[WORK INSTRUCTIONS]: Copy every line of the data exactly, leaving nothing out.

(Object position labeling entries)
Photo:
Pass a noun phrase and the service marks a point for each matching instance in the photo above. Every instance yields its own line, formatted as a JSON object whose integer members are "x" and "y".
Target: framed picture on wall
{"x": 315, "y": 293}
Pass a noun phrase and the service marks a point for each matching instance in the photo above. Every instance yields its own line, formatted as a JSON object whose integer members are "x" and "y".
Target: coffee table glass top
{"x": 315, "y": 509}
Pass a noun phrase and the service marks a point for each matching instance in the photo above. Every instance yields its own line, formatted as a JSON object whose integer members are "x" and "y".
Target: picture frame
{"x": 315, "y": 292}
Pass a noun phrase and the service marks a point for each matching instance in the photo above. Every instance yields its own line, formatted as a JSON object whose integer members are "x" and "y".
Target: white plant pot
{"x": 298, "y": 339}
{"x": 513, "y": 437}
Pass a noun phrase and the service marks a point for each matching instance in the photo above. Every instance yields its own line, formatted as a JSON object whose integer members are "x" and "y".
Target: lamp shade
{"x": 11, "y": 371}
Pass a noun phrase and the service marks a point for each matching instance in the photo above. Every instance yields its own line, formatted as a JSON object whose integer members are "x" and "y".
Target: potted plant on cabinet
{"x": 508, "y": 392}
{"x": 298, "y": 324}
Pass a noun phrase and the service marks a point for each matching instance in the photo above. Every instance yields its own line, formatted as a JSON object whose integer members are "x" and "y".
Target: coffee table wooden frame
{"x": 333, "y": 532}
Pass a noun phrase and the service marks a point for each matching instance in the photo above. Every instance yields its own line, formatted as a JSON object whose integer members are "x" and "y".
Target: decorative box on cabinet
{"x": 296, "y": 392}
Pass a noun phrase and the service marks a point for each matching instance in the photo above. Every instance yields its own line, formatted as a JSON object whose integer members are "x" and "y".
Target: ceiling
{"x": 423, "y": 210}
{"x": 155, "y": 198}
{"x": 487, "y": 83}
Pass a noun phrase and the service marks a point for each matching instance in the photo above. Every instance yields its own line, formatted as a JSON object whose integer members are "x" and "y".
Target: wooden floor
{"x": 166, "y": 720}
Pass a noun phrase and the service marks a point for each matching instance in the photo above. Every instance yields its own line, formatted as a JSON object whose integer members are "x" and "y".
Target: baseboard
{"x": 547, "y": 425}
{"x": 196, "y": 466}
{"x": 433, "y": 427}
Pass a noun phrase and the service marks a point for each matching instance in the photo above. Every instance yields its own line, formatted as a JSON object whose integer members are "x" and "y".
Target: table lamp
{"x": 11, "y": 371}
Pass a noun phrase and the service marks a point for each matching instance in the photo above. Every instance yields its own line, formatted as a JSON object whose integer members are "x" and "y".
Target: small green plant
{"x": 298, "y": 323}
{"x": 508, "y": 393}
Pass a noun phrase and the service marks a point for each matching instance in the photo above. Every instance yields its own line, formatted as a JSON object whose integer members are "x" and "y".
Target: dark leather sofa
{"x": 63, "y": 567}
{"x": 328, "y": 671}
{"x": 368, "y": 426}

[THE RESPONSE]:
Photo:
Pass a noun phrase and the service marks a point for each matching instance in the photo above. Every instance yields its own line, formatted as a JSON object whose integer members are "x" and "y".
Target: framed picture on wall
{"x": 315, "y": 293}
Pass a noun phrase and the service marks a point for each matching instance in the photo above. Every instance yields its own line, formatted as a JSON object whose integer members are "x" and "y".
Target: coffee table glass top
{"x": 315, "y": 509}
Pass a noun phrase and the service marks a point for each matching instance in the photo above. Every instance yields its own line, formatted as a JSON object whose integer members are "x" and "y".
Target: picture frame
{"x": 315, "y": 292}
Pass a noun phrase and the service marks a point for each matching instance in the photo above. Every instance yields its own line, formatted as a JSON object whose integer members are "x" and "y".
Target: white plant pot
{"x": 298, "y": 339}
{"x": 513, "y": 437}
Pass a noun phrase and the service marks a point for each matching instance in the photo above. Every instance yields its own line, formatted as a JSON object whose integer members are "x" and "y".
Target: lamp shade
{"x": 11, "y": 371}
Pass a noun phrase and the service marks a point for each matching instance in the photo above. Every instance yields its own line, formatted as a JSON object whose integer members are "x" and "y".
Target: potted plant on cabinet
{"x": 508, "y": 392}
{"x": 298, "y": 324}
Pass a noun phrase and the service marks a point for each matching instance in the photo above. Every instance yields its own line, formatted as a JSON object whose integer members are "x" and "y".
Target: coffee table wooden frame
{"x": 333, "y": 532}
Pass a noun phrase and the service marks a point for each matching instance in the photo above. Every instance yields its own line, formatted as a JSON object whose integer members are "x" and "y".
Target: decorative box on cabinet
{"x": 296, "y": 392}
Pass a noun phrase and the service marks a point for each matching instance in the photo above. Every instance yields its own line, formatted as a JSON object whose integer members are "x" and "y".
Target: ceiling
{"x": 423, "y": 210}
{"x": 155, "y": 198}
{"x": 487, "y": 83}
Pass a noun phrase and the service marks a point for each matching instance in the photo above. Every instance yields its own line, formatted as a JSON object whose integer members are "x" and "y".
Target: wooden floor
{"x": 166, "y": 720}
Pass a noun phrase and the service marks a point for each matching instance in the photo above. Every instance yields its own line, formatted as a JSON object whose integer members are "x" and "y".
Target: baseboard
{"x": 547, "y": 425}
{"x": 196, "y": 466}
{"x": 433, "y": 427}
Pass a noun phrase and the service marks a point for each matching instance in the photo above. Every instance yields its own line, formatted as a JSON object whose integer members are "x" and "y".
Target: table lamp
{"x": 11, "y": 371}
Pass a noun phrase and the service marks a point for each matching instance in the photo above. Every instance yields its own line, formatted as a JSON object whose integer members are "x" and "y".
Target: small green plant
{"x": 298, "y": 323}
{"x": 508, "y": 393}
Pass a noun phrase and the service marks a point for each matching instance in the photo above. Every instance yields its own line, formatted as a JSON object whose integer members are "x" and "y".
Target: dark leather sofa
{"x": 63, "y": 567}
{"x": 328, "y": 671}
{"x": 368, "y": 426}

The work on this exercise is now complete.